→ **Problems to work on**:
1) In the interview about the book on whether to have children, how long ago did the authors begin working on it?
2) Carry on the interview about the book on whether to have children from the point where it stops.

Is it even OK to have children?
Anastasia Berg and Rachel Wiseman's “What Are Children For? On Ambivalence and Choice," helps us ask the questions we're afraid to ask about becoming parents — or not
Anastasia Berg and Rachel Wiseman are the authors of “What Are Children For? On Ambivalence and Choice,” a grounded and insightful exploration into the questions people ask about whether to have children. Rachel is managing editor of The Point, a Chicago-based literary magazine that publishes philosophical writing on everyday life and culture. Anastasia is an assistant professor of philosophy at University of California, Irvine, and an editor at The Point, which is where the two began exploring the topic that became their book.
Tell me how this book came to be.
Rachel: We started working on this book about four years ago. It came out of a project that we did together for the magazine where we were writing about the kinds of concerns that people were raising about whether it was even OK to have children today, and why people were having fewer children, and feeling sort of frustrated by the shallowness of some of those narratives, and as we were writing that, we realized how deep that question went.
Tell me more about the shallowness of the narratives that you typically see around this topic:
Rachel: There are a few go-to answers that people default to when they’re trying to address this question. It’s just too expensive to have kids today, or because of climate change, or because of the political situation or declining sperm counts, or there are no good men, or there’s more women in the workplace. These are all things that get trotted out, but none of them really felt like they were fully explanatory or even satisfactory on a basic level.
So we felt like we had to dig in and peel back the layers of those default explanations and to see really what is at issue for people when they’re trying to approach this question. We wanted to talk to people and ask, what is at issue for them when they are contemplating starting a family, and what’s in their way? We saw that those basic narratives only tell one very limited side of the story, and that there’s a lot more going on under the surface.
Are we so evil that we shouldn’t be perpetuating our own existence?
Anastasia: There’s finances, romantic prospects, the ethical challenges to having children, the feminist challenge of whether or not motherhood is compatible with female empowerment and gender equality and the ability of allowing women to live life to the fullest; but also climate change, which is really this deep philosophical challenge. Are we so evil that we shouldn’t be perpetuating our own existence? And with each of these, what we find is that there’s something even deeper going on.
So we’re starting with where people are, suggesting there might be something more complicated going on, and then finding something very interesting that we hope will free people from the force of certain conceptions and illuminate their own concerns for them.
You spoke to so many people for this book and heard their stories about their fears or worries about having kids. Did the stories you heard surprise you? Or were these, in a way, familiar stories?
Anastasia: We were surprised by how many women reported no pressure at all to have children. In certain lines and professions, people reported pressure not to have children. Of the people who said they experienced some pressure, when they expanded, the answers were things like, A mother-in-law asked me, or someone asked me, if I planned to have children. That’s very different from the kind of external pressure that we know women historically felt.
We saw a lot of evidence in the popular discourse that would suggest everyone felt tons of pressure to have kids all the time. But we interviewed hundreds of women – mostly educated upper middle class and middle class women – who said that in fact this wasn’t leaving a real mark on them.

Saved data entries
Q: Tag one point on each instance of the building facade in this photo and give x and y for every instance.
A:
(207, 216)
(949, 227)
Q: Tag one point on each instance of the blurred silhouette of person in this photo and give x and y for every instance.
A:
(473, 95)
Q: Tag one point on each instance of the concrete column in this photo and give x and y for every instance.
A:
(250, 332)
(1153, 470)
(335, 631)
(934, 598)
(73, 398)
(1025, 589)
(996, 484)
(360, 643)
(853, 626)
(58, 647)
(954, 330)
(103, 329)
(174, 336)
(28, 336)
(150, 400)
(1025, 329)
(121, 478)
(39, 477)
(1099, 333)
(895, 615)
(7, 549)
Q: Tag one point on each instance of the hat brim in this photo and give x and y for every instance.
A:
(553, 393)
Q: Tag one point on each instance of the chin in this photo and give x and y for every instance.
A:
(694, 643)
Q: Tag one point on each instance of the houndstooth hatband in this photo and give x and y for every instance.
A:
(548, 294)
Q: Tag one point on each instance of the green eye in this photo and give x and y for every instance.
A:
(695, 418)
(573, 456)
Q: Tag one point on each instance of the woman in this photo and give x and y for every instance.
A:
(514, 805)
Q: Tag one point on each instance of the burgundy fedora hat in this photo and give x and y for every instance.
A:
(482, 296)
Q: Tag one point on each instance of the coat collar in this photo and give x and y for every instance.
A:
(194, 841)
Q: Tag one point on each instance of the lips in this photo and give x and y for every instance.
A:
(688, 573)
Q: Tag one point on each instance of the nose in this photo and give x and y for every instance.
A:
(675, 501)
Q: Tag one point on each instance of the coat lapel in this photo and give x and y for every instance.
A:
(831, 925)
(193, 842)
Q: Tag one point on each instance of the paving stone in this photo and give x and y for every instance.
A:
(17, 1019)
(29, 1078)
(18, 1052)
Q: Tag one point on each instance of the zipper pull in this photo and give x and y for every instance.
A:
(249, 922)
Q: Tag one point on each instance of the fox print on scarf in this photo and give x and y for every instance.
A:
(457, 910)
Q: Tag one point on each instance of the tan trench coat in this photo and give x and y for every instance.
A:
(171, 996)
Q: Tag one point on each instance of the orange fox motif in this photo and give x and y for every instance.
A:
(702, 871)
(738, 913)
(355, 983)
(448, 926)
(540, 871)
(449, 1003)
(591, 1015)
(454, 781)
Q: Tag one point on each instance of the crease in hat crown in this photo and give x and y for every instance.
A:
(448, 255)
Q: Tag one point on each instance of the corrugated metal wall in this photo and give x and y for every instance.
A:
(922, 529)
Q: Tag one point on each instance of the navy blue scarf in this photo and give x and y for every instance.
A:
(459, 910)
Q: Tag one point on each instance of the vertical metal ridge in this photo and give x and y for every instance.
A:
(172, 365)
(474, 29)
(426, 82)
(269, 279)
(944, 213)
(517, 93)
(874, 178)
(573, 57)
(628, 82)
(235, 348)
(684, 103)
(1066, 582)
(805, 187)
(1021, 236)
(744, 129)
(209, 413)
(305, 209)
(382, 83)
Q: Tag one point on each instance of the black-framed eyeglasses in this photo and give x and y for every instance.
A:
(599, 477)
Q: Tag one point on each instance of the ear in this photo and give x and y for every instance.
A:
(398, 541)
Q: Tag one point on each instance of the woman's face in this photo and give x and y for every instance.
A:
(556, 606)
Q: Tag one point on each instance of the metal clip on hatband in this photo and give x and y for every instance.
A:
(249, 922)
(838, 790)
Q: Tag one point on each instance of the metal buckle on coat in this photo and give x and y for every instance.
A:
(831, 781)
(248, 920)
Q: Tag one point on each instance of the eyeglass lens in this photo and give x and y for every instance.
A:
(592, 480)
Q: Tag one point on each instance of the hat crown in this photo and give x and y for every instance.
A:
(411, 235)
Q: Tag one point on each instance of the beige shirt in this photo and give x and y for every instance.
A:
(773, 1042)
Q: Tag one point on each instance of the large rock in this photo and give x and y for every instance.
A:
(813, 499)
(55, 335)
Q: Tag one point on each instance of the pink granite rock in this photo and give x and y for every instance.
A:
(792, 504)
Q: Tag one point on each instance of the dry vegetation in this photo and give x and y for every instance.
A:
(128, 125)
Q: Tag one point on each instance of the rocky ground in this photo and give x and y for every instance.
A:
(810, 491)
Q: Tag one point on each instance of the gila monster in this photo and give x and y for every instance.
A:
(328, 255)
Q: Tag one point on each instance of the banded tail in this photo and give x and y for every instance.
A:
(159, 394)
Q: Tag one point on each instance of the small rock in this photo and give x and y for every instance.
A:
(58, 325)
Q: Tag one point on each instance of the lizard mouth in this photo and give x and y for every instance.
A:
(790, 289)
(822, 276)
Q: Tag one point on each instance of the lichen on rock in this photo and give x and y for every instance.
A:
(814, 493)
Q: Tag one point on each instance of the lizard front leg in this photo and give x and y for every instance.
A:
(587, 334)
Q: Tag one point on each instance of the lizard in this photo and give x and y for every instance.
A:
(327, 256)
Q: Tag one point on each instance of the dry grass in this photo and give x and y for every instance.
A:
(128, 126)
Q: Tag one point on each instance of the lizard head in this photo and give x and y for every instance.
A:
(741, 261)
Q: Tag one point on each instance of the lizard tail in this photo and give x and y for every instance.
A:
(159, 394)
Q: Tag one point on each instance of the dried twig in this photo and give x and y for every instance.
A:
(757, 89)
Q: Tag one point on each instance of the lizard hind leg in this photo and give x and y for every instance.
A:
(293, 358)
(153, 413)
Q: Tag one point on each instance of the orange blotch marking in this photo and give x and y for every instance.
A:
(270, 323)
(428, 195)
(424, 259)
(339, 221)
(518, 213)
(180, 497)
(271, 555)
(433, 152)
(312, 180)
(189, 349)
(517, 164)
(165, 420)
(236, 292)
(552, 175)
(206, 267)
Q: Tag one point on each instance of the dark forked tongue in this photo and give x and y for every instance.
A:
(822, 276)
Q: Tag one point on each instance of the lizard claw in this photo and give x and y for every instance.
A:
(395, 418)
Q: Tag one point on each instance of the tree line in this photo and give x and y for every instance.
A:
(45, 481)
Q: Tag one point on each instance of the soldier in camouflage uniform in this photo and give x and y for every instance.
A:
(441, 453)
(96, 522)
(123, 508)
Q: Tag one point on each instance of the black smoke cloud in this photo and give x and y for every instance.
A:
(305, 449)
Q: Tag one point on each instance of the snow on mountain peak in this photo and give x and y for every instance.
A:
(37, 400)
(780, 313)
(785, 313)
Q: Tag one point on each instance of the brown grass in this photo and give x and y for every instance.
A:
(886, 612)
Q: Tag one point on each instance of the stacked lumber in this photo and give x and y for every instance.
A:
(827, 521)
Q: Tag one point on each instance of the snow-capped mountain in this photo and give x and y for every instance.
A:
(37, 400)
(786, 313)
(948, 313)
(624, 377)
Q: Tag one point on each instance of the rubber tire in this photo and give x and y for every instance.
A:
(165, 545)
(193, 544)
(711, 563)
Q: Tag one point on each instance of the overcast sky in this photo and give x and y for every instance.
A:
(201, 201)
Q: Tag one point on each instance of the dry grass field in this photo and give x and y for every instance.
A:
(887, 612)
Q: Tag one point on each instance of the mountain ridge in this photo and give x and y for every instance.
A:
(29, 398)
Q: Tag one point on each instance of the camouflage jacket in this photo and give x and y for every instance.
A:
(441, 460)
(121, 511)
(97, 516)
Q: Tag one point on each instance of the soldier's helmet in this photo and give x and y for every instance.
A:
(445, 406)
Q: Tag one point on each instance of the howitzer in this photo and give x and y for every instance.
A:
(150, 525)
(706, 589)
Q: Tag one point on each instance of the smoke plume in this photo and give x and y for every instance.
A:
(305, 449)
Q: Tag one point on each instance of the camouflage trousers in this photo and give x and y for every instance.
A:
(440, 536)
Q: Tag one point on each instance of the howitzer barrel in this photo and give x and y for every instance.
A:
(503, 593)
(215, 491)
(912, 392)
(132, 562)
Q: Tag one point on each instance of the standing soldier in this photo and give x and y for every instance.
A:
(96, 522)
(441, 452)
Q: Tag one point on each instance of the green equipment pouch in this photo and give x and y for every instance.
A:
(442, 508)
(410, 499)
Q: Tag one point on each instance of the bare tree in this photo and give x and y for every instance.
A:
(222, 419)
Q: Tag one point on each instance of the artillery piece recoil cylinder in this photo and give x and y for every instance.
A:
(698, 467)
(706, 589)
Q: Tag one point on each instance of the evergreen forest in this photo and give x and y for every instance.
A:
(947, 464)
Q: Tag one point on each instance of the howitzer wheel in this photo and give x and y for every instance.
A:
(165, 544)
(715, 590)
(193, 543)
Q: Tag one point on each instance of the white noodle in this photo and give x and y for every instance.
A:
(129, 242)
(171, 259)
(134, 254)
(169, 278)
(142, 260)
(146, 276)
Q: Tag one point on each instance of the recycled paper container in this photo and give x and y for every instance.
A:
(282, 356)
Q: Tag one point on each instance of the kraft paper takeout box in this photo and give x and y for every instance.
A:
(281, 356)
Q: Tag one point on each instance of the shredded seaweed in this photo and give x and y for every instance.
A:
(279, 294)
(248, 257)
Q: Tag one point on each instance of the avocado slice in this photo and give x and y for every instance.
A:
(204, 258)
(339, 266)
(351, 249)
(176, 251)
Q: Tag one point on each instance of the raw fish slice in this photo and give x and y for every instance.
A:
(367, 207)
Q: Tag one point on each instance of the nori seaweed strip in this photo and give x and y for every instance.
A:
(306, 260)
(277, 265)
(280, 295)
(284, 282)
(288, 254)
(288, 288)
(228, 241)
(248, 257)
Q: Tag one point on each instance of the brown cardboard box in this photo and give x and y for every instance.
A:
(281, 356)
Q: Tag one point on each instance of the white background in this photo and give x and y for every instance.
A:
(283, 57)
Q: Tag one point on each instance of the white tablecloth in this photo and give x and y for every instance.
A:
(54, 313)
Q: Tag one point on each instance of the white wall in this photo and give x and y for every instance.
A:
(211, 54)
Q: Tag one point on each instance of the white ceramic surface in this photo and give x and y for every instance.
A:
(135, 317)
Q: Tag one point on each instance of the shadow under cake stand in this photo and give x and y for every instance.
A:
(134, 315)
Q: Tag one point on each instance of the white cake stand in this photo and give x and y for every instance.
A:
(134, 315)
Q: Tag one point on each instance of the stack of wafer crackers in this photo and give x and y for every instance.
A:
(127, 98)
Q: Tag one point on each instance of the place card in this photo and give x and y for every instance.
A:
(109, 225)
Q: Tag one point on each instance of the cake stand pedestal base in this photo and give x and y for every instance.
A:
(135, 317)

→ **Results for each task**:
1) They began working on it about four years ago.

2)
So that became the beginning of an investigation. How do we explain this gap? It was a catalyst for an explanation about the feminist movement’s own ambivalence toward parenting. That ultimately led us to conclude that we think we live in a pronatalist and an antinatalist society at one and the same time. That ambivalence and confusion we feel is one that is very much mirrored in the culture as a whole. This is very much an unresolved issue. And that’s where we hope the book comes in – not to resolve the issue, but to shed light on this ambivalence.
What do you hope readers will take away from this book?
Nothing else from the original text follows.